> **Given problem**: Transcribe each line of the material as it is, and drop any picture.

> **Extracted data entries**:
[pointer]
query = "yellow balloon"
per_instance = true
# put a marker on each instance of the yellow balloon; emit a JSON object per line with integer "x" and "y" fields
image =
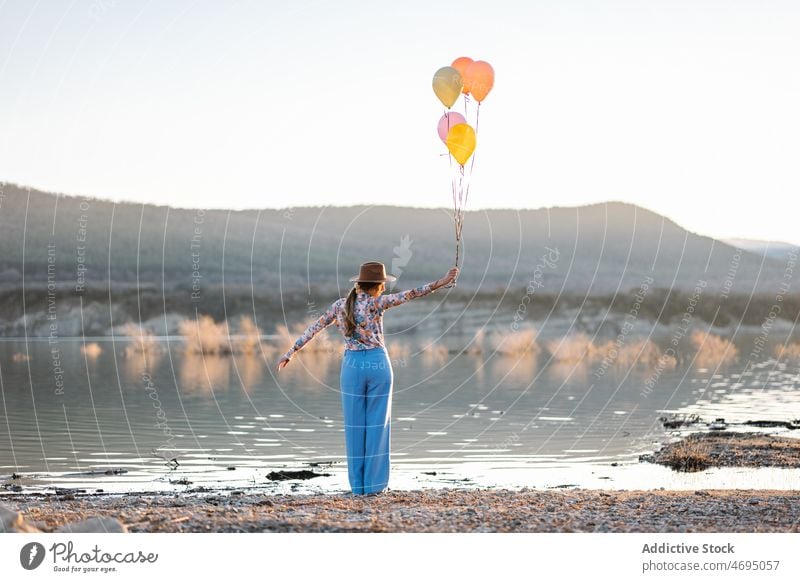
{"x": 461, "y": 142}
{"x": 447, "y": 84}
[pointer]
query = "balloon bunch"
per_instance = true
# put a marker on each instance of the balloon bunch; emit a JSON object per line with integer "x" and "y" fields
{"x": 472, "y": 79}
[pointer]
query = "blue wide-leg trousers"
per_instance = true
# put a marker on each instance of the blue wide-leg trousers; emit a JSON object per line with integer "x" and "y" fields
{"x": 366, "y": 386}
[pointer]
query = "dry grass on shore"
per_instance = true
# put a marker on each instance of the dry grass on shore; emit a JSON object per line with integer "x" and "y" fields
{"x": 438, "y": 510}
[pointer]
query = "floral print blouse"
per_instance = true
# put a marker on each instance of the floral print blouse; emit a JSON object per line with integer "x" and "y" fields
{"x": 368, "y": 315}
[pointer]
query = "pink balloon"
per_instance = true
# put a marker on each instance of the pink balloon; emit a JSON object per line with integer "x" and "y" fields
{"x": 447, "y": 121}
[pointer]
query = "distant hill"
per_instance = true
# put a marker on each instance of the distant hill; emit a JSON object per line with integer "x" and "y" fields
{"x": 773, "y": 249}
{"x": 601, "y": 248}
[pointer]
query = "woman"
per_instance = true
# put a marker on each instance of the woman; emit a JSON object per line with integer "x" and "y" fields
{"x": 366, "y": 376}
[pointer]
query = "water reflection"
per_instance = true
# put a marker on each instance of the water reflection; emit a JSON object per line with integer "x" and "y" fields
{"x": 496, "y": 406}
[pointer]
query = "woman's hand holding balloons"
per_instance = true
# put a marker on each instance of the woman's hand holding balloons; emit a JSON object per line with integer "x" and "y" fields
{"x": 448, "y": 280}
{"x": 282, "y": 363}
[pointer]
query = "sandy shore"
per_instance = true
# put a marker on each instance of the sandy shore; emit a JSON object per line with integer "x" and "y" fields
{"x": 447, "y": 510}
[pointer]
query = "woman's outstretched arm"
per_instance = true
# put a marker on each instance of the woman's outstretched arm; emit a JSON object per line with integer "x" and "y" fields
{"x": 321, "y": 323}
{"x": 395, "y": 299}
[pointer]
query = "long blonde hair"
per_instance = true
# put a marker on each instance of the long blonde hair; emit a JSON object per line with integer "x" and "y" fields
{"x": 349, "y": 306}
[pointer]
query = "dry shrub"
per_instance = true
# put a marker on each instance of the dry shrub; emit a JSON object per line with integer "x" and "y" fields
{"x": 205, "y": 336}
{"x": 572, "y": 348}
{"x": 637, "y": 351}
{"x": 521, "y": 342}
{"x": 92, "y": 350}
{"x": 144, "y": 342}
{"x": 249, "y": 336}
{"x": 689, "y": 455}
{"x": 477, "y": 345}
{"x": 788, "y": 351}
{"x": 712, "y": 350}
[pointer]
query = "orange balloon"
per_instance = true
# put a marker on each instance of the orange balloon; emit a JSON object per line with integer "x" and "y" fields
{"x": 461, "y": 64}
{"x": 479, "y": 80}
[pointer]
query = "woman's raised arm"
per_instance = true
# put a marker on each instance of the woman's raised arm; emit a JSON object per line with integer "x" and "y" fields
{"x": 321, "y": 323}
{"x": 395, "y": 299}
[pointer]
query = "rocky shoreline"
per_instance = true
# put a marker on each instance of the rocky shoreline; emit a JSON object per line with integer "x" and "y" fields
{"x": 699, "y": 451}
{"x": 439, "y": 510}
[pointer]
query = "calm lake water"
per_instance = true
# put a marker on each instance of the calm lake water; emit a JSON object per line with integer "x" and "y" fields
{"x": 457, "y": 420}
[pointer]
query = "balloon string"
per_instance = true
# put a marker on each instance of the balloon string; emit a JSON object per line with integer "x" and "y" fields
{"x": 472, "y": 162}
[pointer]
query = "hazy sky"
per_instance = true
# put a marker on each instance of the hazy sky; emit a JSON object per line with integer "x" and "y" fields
{"x": 689, "y": 108}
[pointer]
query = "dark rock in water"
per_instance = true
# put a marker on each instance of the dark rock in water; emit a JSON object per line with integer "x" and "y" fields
{"x": 287, "y": 475}
{"x": 94, "y": 525}
{"x": 679, "y": 421}
{"x": 12, "y": 522}
{"x": 772, "y": 424}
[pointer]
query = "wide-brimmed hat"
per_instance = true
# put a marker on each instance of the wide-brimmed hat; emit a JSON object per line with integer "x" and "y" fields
{"x": 373, "y": 272}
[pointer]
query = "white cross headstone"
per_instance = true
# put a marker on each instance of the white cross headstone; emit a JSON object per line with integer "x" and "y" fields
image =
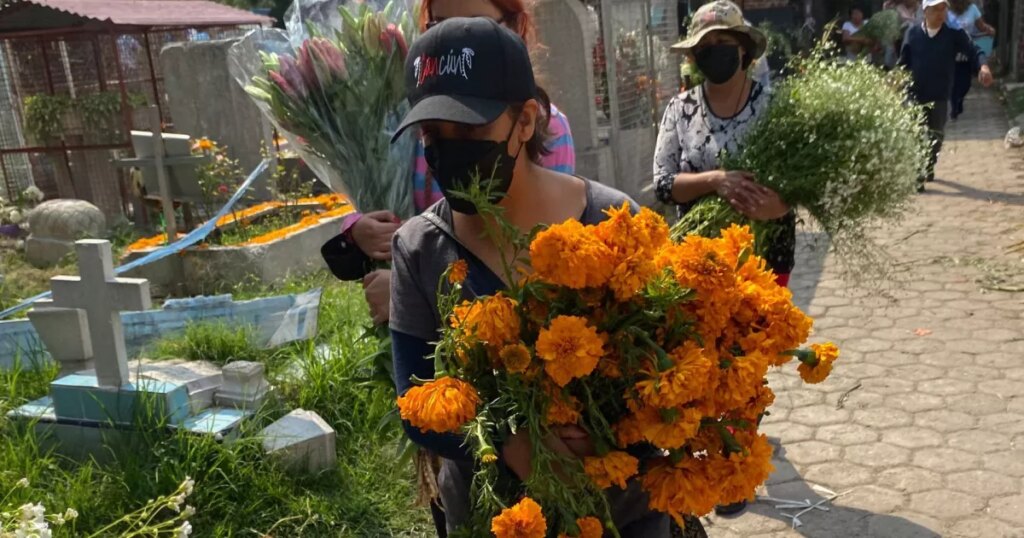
{"x": 102, "y": 295}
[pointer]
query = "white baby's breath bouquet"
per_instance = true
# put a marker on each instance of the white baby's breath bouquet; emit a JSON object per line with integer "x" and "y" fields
{"x": 840, "y": 140}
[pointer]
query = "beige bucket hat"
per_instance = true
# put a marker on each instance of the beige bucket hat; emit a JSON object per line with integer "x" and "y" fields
{"x": 721, "y": 14}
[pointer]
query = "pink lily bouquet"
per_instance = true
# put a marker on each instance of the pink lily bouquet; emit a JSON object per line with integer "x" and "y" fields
{"x": 334, "y": 86}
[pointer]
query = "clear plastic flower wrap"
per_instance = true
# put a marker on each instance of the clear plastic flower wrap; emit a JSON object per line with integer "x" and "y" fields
{"x": 333, "y": 84}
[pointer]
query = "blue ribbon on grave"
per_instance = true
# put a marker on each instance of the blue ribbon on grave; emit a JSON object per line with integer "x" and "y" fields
{"x": 190, "y": 239}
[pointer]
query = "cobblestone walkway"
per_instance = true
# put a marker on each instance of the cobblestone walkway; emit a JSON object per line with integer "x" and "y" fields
{"x": 921, "y": 428}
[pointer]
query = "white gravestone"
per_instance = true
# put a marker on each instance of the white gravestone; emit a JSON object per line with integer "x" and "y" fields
{"x": 102, "y": 295}
{"x": 303, "y": 441}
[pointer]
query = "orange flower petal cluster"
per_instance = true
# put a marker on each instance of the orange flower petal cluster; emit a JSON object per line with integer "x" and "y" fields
{"x": 568, "y": 254}
{"x": 515, "y": 358}
{"x": 614, "y": 468}
{"x": 442, "y": 405}
{"x": 739, "y": 474}
{"x": 680, "y": 489}
{"x": 685, "y": 381}
{"x": 522, "y": 521}
{"x": 570, "y": 348}
{"x": 825, "y": 355}
{"x": 590, "y": 527}
{"x": 493, "y": 321}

> **Final result**:
[pointer]
query = "yellow balloon"
per_instance = true
# put a marker on each instance of the yellow balloon; emit a JSON object per line with integer "x" and "y" fields
image =
{"x": 461, "y": 142}
{"x": 447, "y": 84}
[pointer]
query = "balloon bunch"
per_instance = true
# put a marker on each instance of the balloon bunch; emit a JSON object per line with integer "x" and "y" fields
{"x": 472, "y": 79}
[pointer]
query = "blue wide-leg trousers"
per_instance = true
# put a marker on each instance of the blue wide-leg trousers; emit a JSON object per line with integer "x" and "y" fields
{"x": 366, "y": 386}
[pointer]
query = "dry grass on shore"
per_instance = true
# put a marker on each instance of the dry grass on shore; emit a JSON object per line with integer "x" and "y" fields
{"x": 438, "y": 510}
[pointer]
query = "floral print blouse"
per_instance = true
# put a marker on each instance of the floral print blouse; emit a JSON object per line with integer "x" and "y" fields
{"x": 368, "y": 315}
[pointer]
query = "pink balloon"
per_instance = true
# put a marker on each instance of the pink balloon; emit a JSON object per line with integer "x" and "y" fields
{"x": 447, "y": 121}
[pointer]
query = "distant hill"
per_instance = true
# put a marker on each instance of the distant hill; emit a JSON object per line with integer "x" and "y" fields
{"x": 773, "y": 249}
{"x": 601, "y": 248}
[pointer]
query = "woman"
per_instance = true
# put a marker on each instance of the woman; emit a JSON object per line with integer "x" and "y" fields
{"x": 366, "y": 376}
[pointer]
query = "water reflection"
per_instance = true
# put a marker on each instance of the water reflection; emit a JSON object per line with integer "x" and "y" fields
{"x": 496, "y": 406}
[pointer]
query = "woman's hand holding balloons"
per_instance = true
# put a marker on each instance of the woman's hand holding balloons; emit a JSON object per line with integer "x" and "y" fields
{"x": 448, "y": 280}
{"x": 282, "y": 363}
[pointer]
query = "sandy shore"
per_instance = true
# put a marker on each instance of the sandy shore; emit a JSON object per line with integer "x" and "y" fields
{"x": 447, "y": 510}
[pointer]
query = "woman's outstretched arm"
per_instance = true
# put a marker on each instance of the woman's outstretched arm; emit a JSON object per line with integer "x" and "y" fields
{"x": 321, "y": 323}
{"x": 395, "y": 299}
[pointer]
query = "long blonde hair"
per_instance = true
# put a marker on each instance of the long blonde hair; emit a JSON object per line with integer "x" and "y" fields
{"x": 349, "y": 306}
[pointer]
query = "dry shrub"
per_instance = true
# put a marker on each instance of the dry shrub; emit a JSON object per line with integer "x" and "y" fields
{"x": 205, "y": 336}
{"x": 572, "y": 348}
{"x": 637, "y": 351}
{"x": 521, "y": 342}
{"x": 92, "y": 350}
{"x": 144, "y": 342}
{"x": 249, "y": 336}
{"x": 689, "y": 455}
{"x": 477, "y": 345}
{"x": 788, "y": 351}
{"x": 712, "y": 350}
[pointer]
query = "orange balloon"
per_instance = true
# put a marker on each instance of the orange balloon; emit a JSON object per line with integer "x" and "y" fields
{"x": 461, "y": 64}
{"x": 479, "y": 80}
[pointer]
query = "woman's raised arm"
per_instance = true
# put a marker on each instance of the woman's raised arm; emit a JSON object per line with integer "x" and "y" fields
{"x": 321, "y": 323}
{"x": 395, "y": 299}
[pointer]
query = "rocky shoreline"
per_instance = true
# put a marker on each instance of the rocky shoreline; emit a JSON object per line with integer "x" and "y" fields
{"x": 699, "y": 451}
{"x": 439, "y": 510}
[pointer]
query = "calm lake water"
per_instance = true
# put a marker on each instance of the calm lake water; emit a JSON object per line with integer "x" and "y" fields
{"x": 457, "y": 420}
[pointer]
query = "balloon string"
per_instance = true
# put a marker on each instance of the balloon string; emit a JSON object per line with integer "x" and "y" fields
{"x": 472, "y": 162}
[pointer]
query = "hazy sky"
per_instance = true
# put a marker on each instance of the hazy sky; emit a JSON object per line with integer "x" and "y" fields
{"x": 689, "y": 108}
[pointer]
query = "dark rock in water"
per_instance = true
# put a marker on each instance of the dark rock in water; emit a JSON object per line with integer "x" and "y" fields
{"x": 287, "y": 475}
{"x": 94, "y": 525}
{"x": 679, "y": 421}
{"x": 12, "y": 522}
{"x": 772, "y": 424}
[pointer]
query = "wide-brimmed hat"
per_instance = true
# put a marker on each instance of the wide-brimmed hat; emit a JSON object per line with integer "x" and "y" fields
{"x": 373, "y": 272}
[pointer]
query = "white cross headstone"
per_instance = true
# put a marker on each instance of the white cross headstone; emit a JSON object per line with integer "x" and "y" fields
image =
{"x": 102, "y": 295}
[pointer]
query = "white baby's breath bouquet"
per_instance = true
# put a marker on each instance of the white baby's breath bouquet; emit a JSON object per line with integer "x" and "y" fields
{"x": 840, "y": 140}
[pointer]
query = "beige bucket hat"
per_instance = true
# put a marker on each instance of the beige bucket hat; emit a JSON object per line with integer "x" and "y" fields
{"x": 721, "y": 14}
[pointer]
query = "pink lily bouquet"
per_instance = true
# put a marker on each instance of the pink lily bouquet; emit a JSON object per line with integer "x" and "y" fields
{"x": 334, "y": 86}
[pointer]
query = "clear plastic flower wrap"
per_instance = true
# put a marker on each instance of the clear plastic flower wrap; emit a JSON object per line with integer "x" and "y" fields
{"x": 333, "y": 84}
[pointer]
query = "blue ribbon on grave"
per_instance = true
# put a marker on each instance of the blue ribbon on grave; emit a JSON object per line with integer "x" and "y" fields
{"x": 190, "y": 239}
[pointer]
query = "cobblestone walkway"
per_instance = true
# put a marker on each instance of the cobblestone walkway; emit a JSON object per line with integer "x" and "y" fields
{"x": 921, "y": 428}
[pointer]
query = "white gravestone"
per_instance = true
# put a marker on each instance of the white gravestone; emit a JSON object per line with integer "x" and "y" fields
{"x": 102, "y": 295}
{"x": 303, "y": 441}
[pointer]
query = "orange flower petal cluster"
per_instance = true
# put a marker on each instance of the orange flower petal cluster; emit a JSON object per line with integer "x" and "y" fields
{"x": 568, "y": 254}
{"x": 515, "y": 358}
{"x": 614, "y": 468}
{"x": 442, "y": 405}
{"x": 739, "y": 474}
{"x": 680, "y": 489}
{"x": 685, "y": 381}
{"x": 522, "y": 521}
{"x": 570, "y": 348}
{"x": 825, "y": 355}
{"x": 590, "y": 527}
{"x": 493, "y": 321}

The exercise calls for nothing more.